The problem:
Your answer must contain each line of the listing in which "antenna" appears, copied in full.

____ Data

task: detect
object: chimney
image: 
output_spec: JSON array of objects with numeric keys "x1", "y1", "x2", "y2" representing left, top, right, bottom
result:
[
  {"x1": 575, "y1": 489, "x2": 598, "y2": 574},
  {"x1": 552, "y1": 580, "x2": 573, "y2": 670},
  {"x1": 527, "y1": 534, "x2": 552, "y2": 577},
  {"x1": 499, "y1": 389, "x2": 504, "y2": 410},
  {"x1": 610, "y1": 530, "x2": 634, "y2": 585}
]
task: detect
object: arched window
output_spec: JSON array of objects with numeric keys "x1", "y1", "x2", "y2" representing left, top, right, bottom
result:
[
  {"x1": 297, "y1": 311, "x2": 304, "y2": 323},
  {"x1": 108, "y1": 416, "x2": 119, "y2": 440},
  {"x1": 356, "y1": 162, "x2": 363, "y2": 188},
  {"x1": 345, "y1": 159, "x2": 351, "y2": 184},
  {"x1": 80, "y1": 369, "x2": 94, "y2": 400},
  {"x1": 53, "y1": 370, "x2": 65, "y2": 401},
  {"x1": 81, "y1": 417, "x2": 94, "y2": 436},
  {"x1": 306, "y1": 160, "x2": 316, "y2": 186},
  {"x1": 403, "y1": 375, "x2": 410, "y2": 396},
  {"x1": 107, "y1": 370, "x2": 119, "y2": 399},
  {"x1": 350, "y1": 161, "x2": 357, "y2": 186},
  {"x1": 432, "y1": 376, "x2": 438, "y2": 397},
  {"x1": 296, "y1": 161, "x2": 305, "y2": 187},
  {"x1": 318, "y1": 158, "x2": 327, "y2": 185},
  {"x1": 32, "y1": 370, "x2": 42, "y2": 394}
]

________
____ Data

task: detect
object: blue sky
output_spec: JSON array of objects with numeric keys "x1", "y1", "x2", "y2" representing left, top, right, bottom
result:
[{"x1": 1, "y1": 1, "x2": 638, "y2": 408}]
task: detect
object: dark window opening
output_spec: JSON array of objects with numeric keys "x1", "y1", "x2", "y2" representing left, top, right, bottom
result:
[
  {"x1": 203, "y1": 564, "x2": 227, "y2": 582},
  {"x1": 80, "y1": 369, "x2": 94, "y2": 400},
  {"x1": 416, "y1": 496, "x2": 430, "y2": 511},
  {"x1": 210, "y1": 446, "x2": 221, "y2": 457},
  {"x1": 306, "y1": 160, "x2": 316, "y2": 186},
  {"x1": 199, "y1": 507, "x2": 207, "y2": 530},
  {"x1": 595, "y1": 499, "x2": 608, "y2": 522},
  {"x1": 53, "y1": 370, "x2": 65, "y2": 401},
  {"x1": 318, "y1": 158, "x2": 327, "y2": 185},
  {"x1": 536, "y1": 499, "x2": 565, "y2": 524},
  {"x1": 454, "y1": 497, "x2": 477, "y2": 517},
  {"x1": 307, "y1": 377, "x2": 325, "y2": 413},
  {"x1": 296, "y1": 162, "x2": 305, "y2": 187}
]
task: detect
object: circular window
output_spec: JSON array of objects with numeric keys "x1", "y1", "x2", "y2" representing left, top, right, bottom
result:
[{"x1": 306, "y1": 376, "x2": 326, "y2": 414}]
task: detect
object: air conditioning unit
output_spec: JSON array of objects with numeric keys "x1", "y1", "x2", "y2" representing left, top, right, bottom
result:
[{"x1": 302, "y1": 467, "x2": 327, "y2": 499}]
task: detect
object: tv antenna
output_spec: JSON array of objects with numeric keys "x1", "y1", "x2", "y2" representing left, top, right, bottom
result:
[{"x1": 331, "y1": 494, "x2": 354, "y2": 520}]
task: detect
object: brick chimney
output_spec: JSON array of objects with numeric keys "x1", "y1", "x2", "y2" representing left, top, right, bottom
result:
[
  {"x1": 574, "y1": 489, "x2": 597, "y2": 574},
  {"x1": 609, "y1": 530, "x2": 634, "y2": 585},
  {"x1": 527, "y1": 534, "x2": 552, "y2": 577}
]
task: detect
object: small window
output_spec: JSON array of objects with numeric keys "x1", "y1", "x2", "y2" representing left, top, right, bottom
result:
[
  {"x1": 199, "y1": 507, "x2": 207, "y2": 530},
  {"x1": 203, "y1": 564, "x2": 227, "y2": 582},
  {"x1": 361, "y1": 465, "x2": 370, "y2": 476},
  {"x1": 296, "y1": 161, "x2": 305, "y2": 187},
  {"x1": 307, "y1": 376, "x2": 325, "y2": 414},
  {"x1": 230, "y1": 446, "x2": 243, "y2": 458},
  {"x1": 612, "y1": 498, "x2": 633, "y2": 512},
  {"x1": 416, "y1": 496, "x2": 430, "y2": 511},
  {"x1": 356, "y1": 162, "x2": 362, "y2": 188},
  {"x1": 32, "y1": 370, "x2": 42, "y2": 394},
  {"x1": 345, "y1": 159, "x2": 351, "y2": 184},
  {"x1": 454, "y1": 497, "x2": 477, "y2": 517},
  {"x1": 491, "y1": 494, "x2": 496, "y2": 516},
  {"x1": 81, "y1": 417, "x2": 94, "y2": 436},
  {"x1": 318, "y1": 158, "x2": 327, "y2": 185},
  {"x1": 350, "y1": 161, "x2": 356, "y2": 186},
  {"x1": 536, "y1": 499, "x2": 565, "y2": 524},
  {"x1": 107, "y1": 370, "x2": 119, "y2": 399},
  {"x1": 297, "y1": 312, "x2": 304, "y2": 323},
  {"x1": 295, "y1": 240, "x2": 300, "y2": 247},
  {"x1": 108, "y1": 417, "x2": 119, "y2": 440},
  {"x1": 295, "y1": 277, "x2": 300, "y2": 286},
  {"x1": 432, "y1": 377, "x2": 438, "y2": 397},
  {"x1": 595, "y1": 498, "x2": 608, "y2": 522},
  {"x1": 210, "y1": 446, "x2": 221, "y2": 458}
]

________
____ Data

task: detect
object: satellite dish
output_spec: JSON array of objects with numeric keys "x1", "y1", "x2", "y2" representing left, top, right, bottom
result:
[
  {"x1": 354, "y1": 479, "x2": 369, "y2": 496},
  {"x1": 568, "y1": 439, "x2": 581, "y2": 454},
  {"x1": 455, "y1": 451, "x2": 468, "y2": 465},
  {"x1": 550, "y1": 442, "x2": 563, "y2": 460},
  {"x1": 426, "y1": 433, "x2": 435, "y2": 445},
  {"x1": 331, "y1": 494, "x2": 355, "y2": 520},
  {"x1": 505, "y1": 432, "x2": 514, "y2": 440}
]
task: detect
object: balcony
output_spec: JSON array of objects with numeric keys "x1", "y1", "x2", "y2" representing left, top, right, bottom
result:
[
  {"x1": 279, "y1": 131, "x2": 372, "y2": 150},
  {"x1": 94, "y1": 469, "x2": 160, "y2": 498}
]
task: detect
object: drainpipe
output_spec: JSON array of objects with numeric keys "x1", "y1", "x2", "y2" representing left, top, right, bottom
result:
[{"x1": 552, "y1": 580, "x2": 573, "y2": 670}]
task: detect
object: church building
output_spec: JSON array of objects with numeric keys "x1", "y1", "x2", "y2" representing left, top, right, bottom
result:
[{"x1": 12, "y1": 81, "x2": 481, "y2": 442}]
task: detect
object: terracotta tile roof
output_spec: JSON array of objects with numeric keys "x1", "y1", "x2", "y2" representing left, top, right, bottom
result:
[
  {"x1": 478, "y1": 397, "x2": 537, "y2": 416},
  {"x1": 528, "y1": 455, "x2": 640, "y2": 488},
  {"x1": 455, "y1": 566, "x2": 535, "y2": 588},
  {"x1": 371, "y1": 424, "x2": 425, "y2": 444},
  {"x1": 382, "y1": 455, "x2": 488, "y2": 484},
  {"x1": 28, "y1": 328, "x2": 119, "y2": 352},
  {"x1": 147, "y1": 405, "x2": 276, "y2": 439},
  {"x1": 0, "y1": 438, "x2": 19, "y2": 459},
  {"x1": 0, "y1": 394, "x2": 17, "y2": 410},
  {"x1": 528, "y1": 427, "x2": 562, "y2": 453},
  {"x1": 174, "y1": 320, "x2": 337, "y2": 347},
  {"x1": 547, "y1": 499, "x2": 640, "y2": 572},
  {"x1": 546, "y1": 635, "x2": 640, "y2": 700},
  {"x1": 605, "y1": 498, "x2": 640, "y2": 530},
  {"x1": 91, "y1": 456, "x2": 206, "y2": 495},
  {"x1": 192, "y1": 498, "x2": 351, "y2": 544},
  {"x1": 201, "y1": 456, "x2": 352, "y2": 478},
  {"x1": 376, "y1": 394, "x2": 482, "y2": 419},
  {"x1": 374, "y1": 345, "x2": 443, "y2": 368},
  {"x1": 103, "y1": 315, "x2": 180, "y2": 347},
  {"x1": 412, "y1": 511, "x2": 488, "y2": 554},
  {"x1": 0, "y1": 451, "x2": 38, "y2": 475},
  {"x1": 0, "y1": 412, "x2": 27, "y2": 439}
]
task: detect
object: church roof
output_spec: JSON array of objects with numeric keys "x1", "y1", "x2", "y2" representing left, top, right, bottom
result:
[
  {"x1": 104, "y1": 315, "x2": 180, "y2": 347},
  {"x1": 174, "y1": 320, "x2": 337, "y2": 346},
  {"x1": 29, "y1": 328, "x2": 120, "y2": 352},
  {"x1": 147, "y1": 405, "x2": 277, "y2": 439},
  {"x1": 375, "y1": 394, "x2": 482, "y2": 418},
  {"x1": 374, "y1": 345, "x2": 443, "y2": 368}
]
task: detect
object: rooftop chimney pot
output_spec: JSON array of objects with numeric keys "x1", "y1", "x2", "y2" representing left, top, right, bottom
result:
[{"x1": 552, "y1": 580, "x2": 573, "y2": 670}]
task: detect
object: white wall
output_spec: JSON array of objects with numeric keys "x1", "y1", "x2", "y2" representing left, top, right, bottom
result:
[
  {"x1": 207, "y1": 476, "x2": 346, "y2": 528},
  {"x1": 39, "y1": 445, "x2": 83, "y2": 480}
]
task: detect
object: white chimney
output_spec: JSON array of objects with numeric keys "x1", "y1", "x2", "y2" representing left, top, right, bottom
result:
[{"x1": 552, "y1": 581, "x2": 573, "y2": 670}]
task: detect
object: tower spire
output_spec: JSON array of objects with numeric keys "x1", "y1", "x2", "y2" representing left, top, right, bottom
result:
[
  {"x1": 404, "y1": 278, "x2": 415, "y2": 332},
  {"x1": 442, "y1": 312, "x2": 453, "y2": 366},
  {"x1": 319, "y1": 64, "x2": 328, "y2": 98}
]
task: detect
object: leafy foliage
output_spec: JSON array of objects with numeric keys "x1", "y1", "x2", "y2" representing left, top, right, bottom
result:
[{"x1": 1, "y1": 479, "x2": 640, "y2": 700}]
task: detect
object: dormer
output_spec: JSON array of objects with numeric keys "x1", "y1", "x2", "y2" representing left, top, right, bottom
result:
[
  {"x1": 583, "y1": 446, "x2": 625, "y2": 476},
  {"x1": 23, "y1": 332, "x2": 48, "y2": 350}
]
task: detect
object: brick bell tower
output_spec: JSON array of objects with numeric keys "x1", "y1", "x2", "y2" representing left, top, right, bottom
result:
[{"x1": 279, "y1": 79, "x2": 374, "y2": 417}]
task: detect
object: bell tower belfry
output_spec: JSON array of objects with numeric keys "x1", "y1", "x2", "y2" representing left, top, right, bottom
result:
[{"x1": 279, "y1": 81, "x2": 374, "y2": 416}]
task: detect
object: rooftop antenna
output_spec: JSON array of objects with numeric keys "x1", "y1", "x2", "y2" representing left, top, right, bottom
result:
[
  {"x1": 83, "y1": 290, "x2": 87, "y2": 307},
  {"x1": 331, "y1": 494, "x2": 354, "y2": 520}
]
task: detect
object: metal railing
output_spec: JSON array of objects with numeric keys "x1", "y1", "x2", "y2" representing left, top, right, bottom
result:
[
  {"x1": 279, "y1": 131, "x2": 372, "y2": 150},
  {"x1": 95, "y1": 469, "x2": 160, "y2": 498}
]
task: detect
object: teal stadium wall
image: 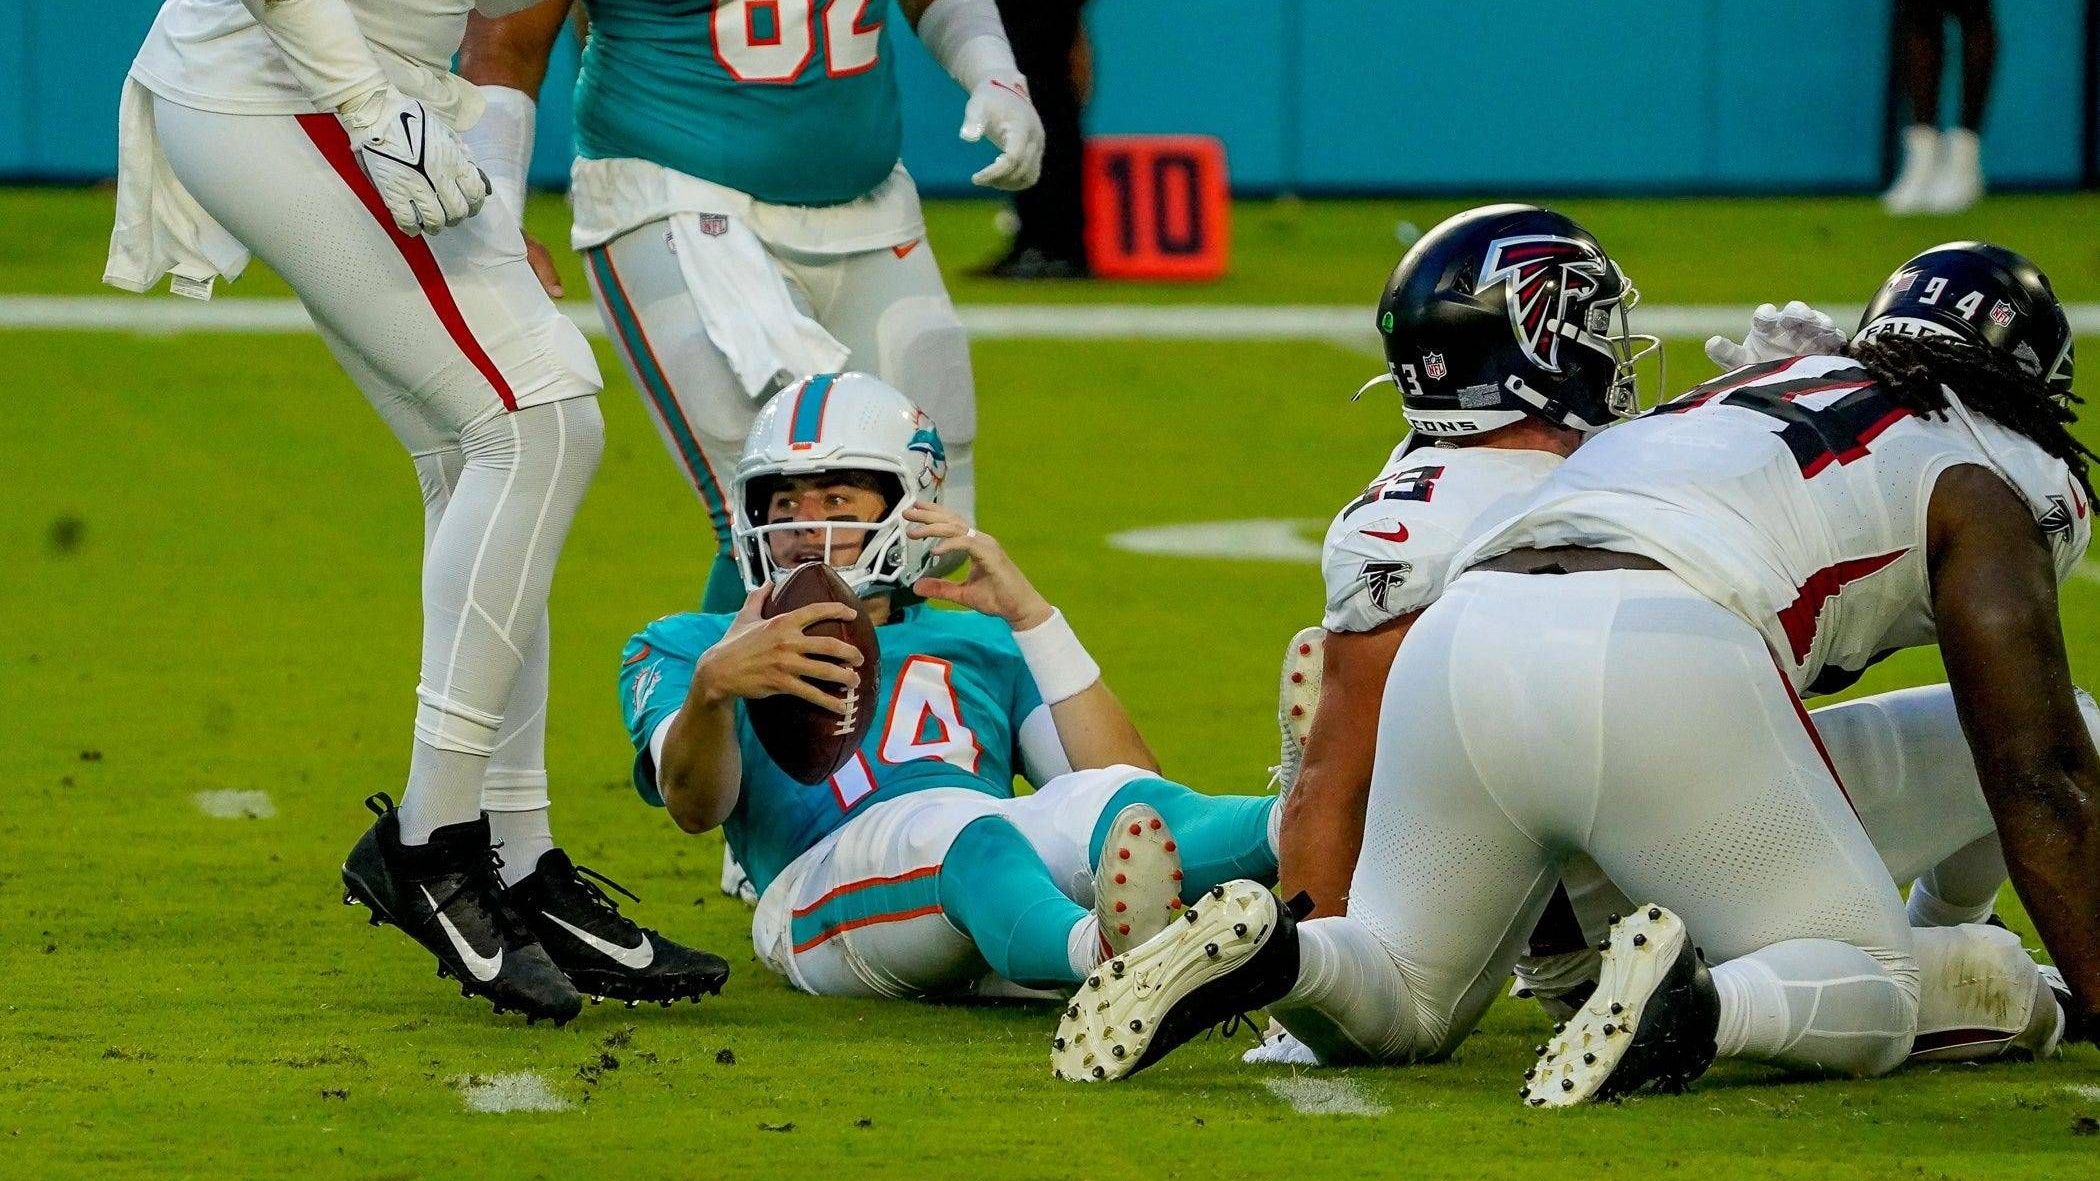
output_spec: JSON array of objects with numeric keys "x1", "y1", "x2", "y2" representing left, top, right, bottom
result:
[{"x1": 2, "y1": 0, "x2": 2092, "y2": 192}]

________

Task result:
object: tv antenna
object: rooftop antenna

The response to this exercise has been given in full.